Pointing dataset excerpts:
+ + +
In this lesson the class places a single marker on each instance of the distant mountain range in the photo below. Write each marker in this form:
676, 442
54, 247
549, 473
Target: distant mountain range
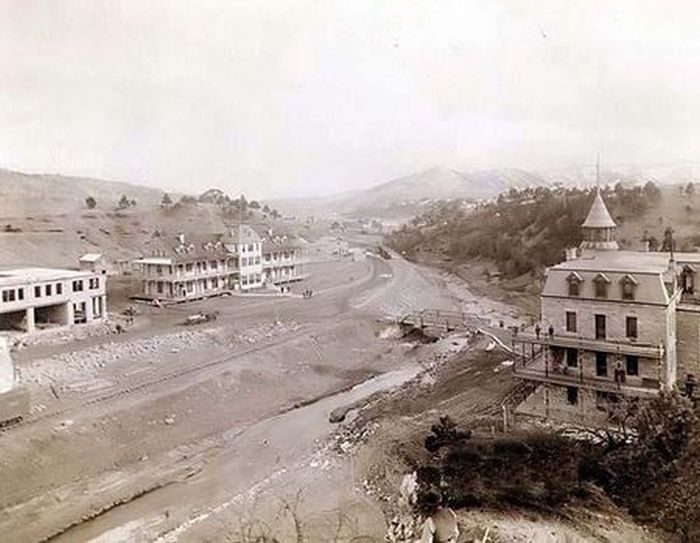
405, 196
24, 194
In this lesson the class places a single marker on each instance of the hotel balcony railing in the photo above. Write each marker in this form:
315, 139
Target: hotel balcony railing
544, 370
690, 298
621, 347
187, 275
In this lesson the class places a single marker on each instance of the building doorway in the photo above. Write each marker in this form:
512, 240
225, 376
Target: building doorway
600, 326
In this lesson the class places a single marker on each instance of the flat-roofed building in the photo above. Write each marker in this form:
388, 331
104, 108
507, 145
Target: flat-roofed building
36, 298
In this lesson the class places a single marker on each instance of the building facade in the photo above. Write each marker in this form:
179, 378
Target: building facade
283, 258
38, 298
614, 324
191, 267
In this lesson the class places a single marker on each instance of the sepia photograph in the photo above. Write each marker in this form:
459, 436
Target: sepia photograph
349, 271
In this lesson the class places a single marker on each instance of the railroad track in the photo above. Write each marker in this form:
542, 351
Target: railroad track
130, 385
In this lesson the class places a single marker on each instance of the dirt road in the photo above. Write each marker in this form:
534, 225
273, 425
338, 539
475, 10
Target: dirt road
195, 443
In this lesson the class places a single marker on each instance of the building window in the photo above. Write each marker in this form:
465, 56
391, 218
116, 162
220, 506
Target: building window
628, 285
574, 281
600, 327
601, 286
8, 295
688, 279
605, 400
601, 364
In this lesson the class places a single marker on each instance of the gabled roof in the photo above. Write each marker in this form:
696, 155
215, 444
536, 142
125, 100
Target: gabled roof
243, 233
598, 215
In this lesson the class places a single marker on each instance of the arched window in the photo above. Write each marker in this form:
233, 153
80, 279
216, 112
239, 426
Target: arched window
601, 283
628, 286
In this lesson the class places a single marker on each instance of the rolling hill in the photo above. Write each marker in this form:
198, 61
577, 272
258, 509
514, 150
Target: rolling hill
407, 196
26, 194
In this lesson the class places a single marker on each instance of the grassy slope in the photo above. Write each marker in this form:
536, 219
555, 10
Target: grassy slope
522, 237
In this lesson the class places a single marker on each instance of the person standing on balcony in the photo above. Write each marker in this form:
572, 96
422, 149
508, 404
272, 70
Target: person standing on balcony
690, 384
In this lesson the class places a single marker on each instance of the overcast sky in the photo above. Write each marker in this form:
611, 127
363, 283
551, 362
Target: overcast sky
288, 97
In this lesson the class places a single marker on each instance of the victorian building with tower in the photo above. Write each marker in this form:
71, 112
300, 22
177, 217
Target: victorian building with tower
614, 324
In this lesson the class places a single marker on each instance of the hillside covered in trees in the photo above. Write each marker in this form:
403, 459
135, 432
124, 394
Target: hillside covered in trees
524, 230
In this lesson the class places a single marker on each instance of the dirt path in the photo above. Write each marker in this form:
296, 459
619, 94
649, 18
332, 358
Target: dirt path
191, 446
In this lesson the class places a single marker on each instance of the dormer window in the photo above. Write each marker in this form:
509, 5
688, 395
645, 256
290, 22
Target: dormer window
601, 283
574, 280
628, 285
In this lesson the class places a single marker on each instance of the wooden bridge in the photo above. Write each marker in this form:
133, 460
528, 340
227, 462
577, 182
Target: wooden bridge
448, 321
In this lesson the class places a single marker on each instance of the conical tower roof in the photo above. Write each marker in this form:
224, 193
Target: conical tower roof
598, 215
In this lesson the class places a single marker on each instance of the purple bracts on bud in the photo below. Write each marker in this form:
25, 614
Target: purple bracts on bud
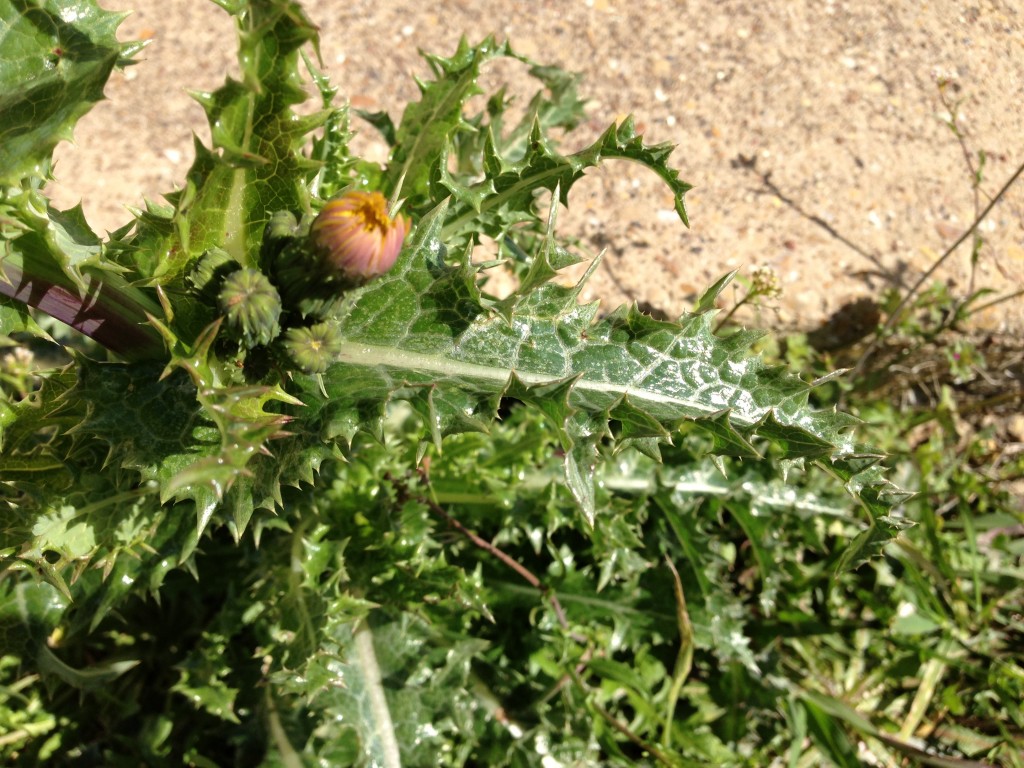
356, 237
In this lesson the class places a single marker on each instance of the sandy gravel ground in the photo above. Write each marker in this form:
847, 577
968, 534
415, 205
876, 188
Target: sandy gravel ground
813, 131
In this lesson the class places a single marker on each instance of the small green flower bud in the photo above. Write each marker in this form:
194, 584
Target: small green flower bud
311, 349
356, 238
252, 306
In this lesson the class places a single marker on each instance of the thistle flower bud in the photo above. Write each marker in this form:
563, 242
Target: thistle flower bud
252, 306
311, 349
356, 238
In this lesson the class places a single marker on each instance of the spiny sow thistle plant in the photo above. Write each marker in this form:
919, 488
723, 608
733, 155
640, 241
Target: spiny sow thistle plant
301, 482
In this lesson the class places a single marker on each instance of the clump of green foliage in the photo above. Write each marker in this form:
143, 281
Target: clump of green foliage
485, 531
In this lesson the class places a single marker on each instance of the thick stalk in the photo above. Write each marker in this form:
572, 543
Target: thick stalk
110, 310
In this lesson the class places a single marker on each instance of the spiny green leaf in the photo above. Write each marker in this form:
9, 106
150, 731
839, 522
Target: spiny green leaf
424, 325
54, 61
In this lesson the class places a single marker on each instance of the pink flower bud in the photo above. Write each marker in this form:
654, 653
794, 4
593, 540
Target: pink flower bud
356, 237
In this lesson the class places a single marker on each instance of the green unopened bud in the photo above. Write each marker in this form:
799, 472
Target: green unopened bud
252, 306
311, 349
356, 238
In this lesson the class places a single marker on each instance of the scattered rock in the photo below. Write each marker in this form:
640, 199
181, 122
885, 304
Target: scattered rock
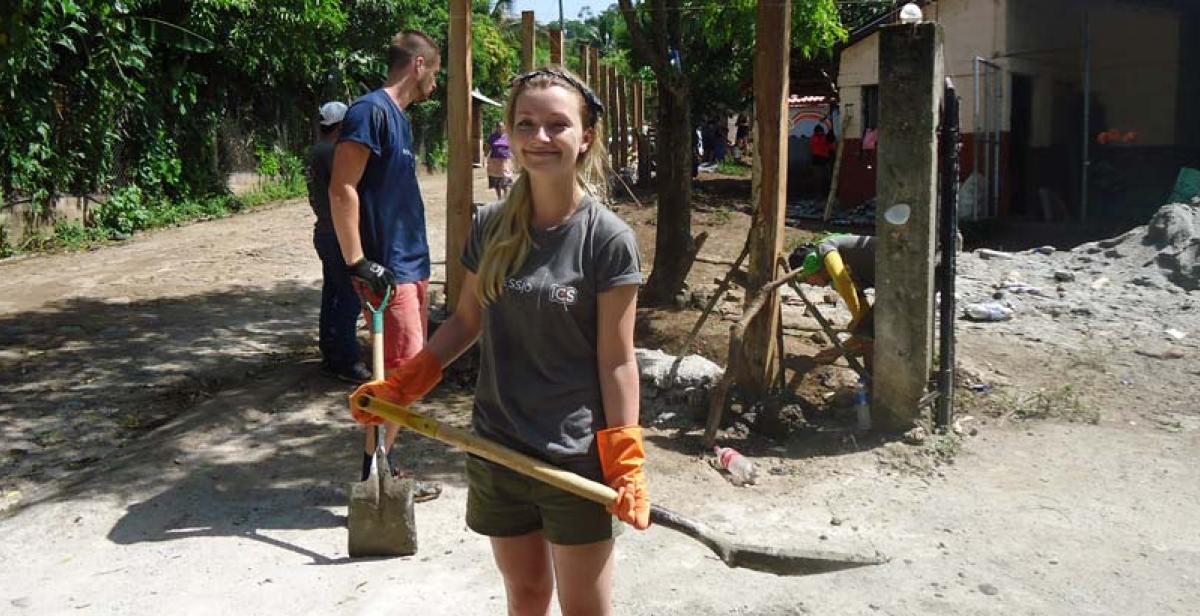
916, 436
988, 253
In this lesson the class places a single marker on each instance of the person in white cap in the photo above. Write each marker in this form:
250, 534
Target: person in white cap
340, 353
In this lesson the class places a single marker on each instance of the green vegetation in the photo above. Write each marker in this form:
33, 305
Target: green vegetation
730, 167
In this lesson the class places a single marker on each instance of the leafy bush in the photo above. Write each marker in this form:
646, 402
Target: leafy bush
124, 211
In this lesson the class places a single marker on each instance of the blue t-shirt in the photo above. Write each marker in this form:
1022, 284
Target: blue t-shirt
391, 214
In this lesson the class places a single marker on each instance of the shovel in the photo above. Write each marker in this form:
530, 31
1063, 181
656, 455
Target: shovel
778, 561
381, 514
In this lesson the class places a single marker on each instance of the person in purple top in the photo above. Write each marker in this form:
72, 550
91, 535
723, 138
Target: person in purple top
499, 161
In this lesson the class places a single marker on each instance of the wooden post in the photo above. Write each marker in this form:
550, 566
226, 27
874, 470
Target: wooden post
556, 46
771, 78
613, 112
623, 94
585, 64
459, 180
636, 87
597, 73
643, 141
527, 41
911, 88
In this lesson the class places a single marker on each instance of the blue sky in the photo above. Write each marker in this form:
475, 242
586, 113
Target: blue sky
547, 10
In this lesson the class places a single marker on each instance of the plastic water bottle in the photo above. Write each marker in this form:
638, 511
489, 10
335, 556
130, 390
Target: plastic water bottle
739, 467
862, 408
989, 311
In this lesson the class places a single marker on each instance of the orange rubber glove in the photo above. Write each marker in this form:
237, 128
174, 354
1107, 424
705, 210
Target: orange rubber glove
+ + +
### DIRECTIONS
Retype every record above exactly as written, but leave out the pictures.

### WRITTEN SOLUTION
In this lesson the class places a single marker on each instance of the distant mountain range in the photo below. Write each marker in this form:
676, 442
54, 247
549, 473
Target: distant mountain range
405, 196
24, 194
In this lesson the class places a single marker on each instance of the hotel balcony railing in the photo above. Write each marker in this form:
315, 139
Target: hotel balcony railing
544, 370
690, 298
621, 347
187, 275
In this lesson the class places a single marker on each instance of the building doorway in the photo above. Write each marker in this form:
512, 240
225, 376
Target: building doorway
600, 326
In this lesson the class places a single marker on each instance of the flat-roofed building in the photo above. Write each marker in this form:
388, 331
104, 108
507, 145
Target: flat-roofed building
36, 298
In this lesson the class places a single marker on each instance of the building facade in the photo above. Write each marker in this form:
179, 378
Target: building facade
283, 258
38, 298
614, 324
191, 267
In this lesson the class places a single marker on each instance of the sepia photograph in the photo above. Write each marker in this form:
459, 436
Target: sepia photograph
349, 271
In this lesson the class places a single marker on each instance of the railroad track in the photo above. Write each marker in this form:
542, 351
Target: railroad track
130, 385
In this lesson the class places a single marker on each instance of the dirt road in the photo above. Write each marker in this form:
534, 225
273, 425
338, 539
475, 10
Target: dirt road
195, 443
In this lesson the class places a single marker on each instance of the building window in the photo above. Write each marker in this form:
465, 56
391, 218
116, 162
220, 506
Target: building window
628, 285
574, 281
600, 327
601, 286
8, 295
688, 279
605, 400
601, 364
In this lesson the class places a single marker on each instance of the gabled roof in the photo above. Write each marker in this form:
696, 155
215, 444
536, 142
125, 100
Target: gabled roof
243, 233
598, 215
In this lesson the class places a single marker on each instance of the arched window in the photo above. Write each marker in this form:
233, 153
80, 279
216, 112
239, 426
Target: arched window
601, 283
628, 286
In this lesson the class places a single marker on each instance of the rolling hill in the photo above. Write each marker in this form:
198, 61
577, 272
258, 509
514, 150
Target: rolling hill
407, 196
26, 194
In this lesson the class places a single marker on each instance of the grassy slope in the photo above. Write each marker in this form:
536, 219
555, 10
Target: grassy slope
522, 237
In this lesson the class places a single marker on each instance of the person standing on balcony in the photo above. Write each marker in this form:
572, 96
422, 149
508, 404
272, 70
Target: person standing on balcony
690, 384
In this lesson the class places a single marker on each instance of the overcast sky in the photo above. Write each marker in this form:
611, 127
363, 283
551, 362
Target: overcast sky
288, 97
In this lesson the class places a single marker on each instance of the victorian building with tower in the photo above. Write each marker in this form:
71, 112
300, 22
177, 217
Target: victorian building with tower
614, 324
In this lesson the class places a single marker on each instance of the hillside covered in trees in the photo above. Write each marker in this form:
403, 459
135, 432
124, 394
Target: hillside covered in trees
524, 230
In this lesson the class places a single marker on each instance of the dirt path in the photo above. Write each marker in this form:
296, 459
619, 94
649, 18
332, 358
Target: dirt path
191, 446
In this lesson the class places a single marker on each instance of the dormer window in the photo above. Write each marker in this form:
509, 5
688, 395
645, 256
290, 22
Target: dormer window
601, 283
574, 280
628, 285
In this lesson the class places a single marker on each instance of the wooden bridge in the photo above. Write each marker in this form:
133, 460
528, 340
227, 462
577, 182
Target: wooden bridge
448, 321
In this lesson the class places a single marker on each instance of the conical tower roof in the photo above. Write each marker in this form:
224, 193
Target: conical tower roof
598, 215
In this lesson the class places a single marker on each instance of the purple bracts on bud in the photo below. Write each marker in this form:
25, 614
Target: purple bracts on bud
356, 237
In this lesson the class places a single marker on each instance of the sandy gravel ground in the photo above. Write each marker in this form:
847, 577
968, 534
415, 205
876, 188
Target: sandy gravel ground
813, 131
In this lesson the class places a single marker on each instance of the small green flower bud in the photo above. Write each marker in this form:
194, 584
Target: small green flower bud
311, 349
356, 238
252, 306
In this lesson the class places a single marker on each instance of the thistle flower bud in the photo above. Write each marker in this form:
563, 242
Target: thistle flower bud
252, 306
311, 349
356, 238
In this lesson the class places a single marker on each instance of the spiny sow thistle plant in the photo above. Write each marker in this form:
919, 488
723, 608
733, 155
640, 241
Target: spiny sow thistle plant
301, 482
In this lesson the class places a single marker on each instance of the clump of green foliage in the photo above. Write each marker in this form:
143, 281
Target: clump of green foliage
485, 531
In this lesson the class places a single marker on each instance of the thick stalk in the photo above. Write each marker in this form:
572, 543
Target: thick stalk
110, 310
In this lesson the class places a single marker on each instance of the spiny green leaf in the photo above. Write each marker in this form:
9, 106
150, 731
839, 522
Target: spiny green leaf
424, 325
54, 61
In this lesson the class places a single marker on each instance of the pink flower bud in the photo above. Write each marker in this form:
654, 653
794, 4
593, 540
Target: pink flower bud
356, 237
In this lesson the class places a single marker on each instance of the green unopened bud in the photo above. Write each marker in this form:
799, 472
Target: green unopened bud
252, 306
311, 349
356, 238
In this lesson the class places a single marker on each instance of the scattered rock in the photo below. Write each marker in this form:
640, 199
181, 122
885, 304
Target: scattered rock
916, 436
988, 253
In this lesson the class places a single marker on each instance of the person in white cap in the photo above. Write each marker in this form:
250, 534
Target: person in white cap
340, 353
In this lesson the class places a single marker on each instance of the green vegetation in the photo above. Write each marker in this form:
33, 305
Target: green vegetation
730, 167
In this lesson the class places a single marker on each instance of the leafy bush in the photo above. Write each marker in this form:
646, 402
Target: leafy bush
124, 211
In this lesson the class places a single marker on each instance of the blue t-shirt in the photo above. Write each marker in this form:
1022, 284
Target: blue t-shirt
391, 214
In this lesson the class places a single marker on each instance of the shovel in the photo above. Write each marker in this form:
530, 31
1063, 181
656, 455
Target: shovel
778, 561
381, 514
In this lesson the class places a single marker on each instance of the person in purple top in the photo above. Write each marker in this form:
72, 550
91, 535
723, 138
Target: person in purple top
499, 161
In this lesson the class places a single marker on each instance of the wooden post in the photo above. Write each marker in this form:
550, 566
226, 27
874, 470
Target: wooden post
556, 46
771, 78
613, 112
623, 94
585, 64
459, 180
636, 87
597, 73
643, 141
527, 41
911, 88
In this lesson the class places a single marker on each instance of the blue sky in the photo above. Write each marker in this form:
475, 242
586, 113
Target: blue sky
547, 10
In this lesson the class places a single marker on each instance of the plastic water bottle in the photo above. Write each marker in this form:
638, 511
489, 10
335, 556
130, 390
Target: plastic water bottle
739, 467
862, 408
989, 311
In this lesson the class places a single marker on each instance of the orange rubber glove in the photo above. Write each marker in this form:
237, 128
174, 354
1107, 424
705, 210
Target: orange rubber glove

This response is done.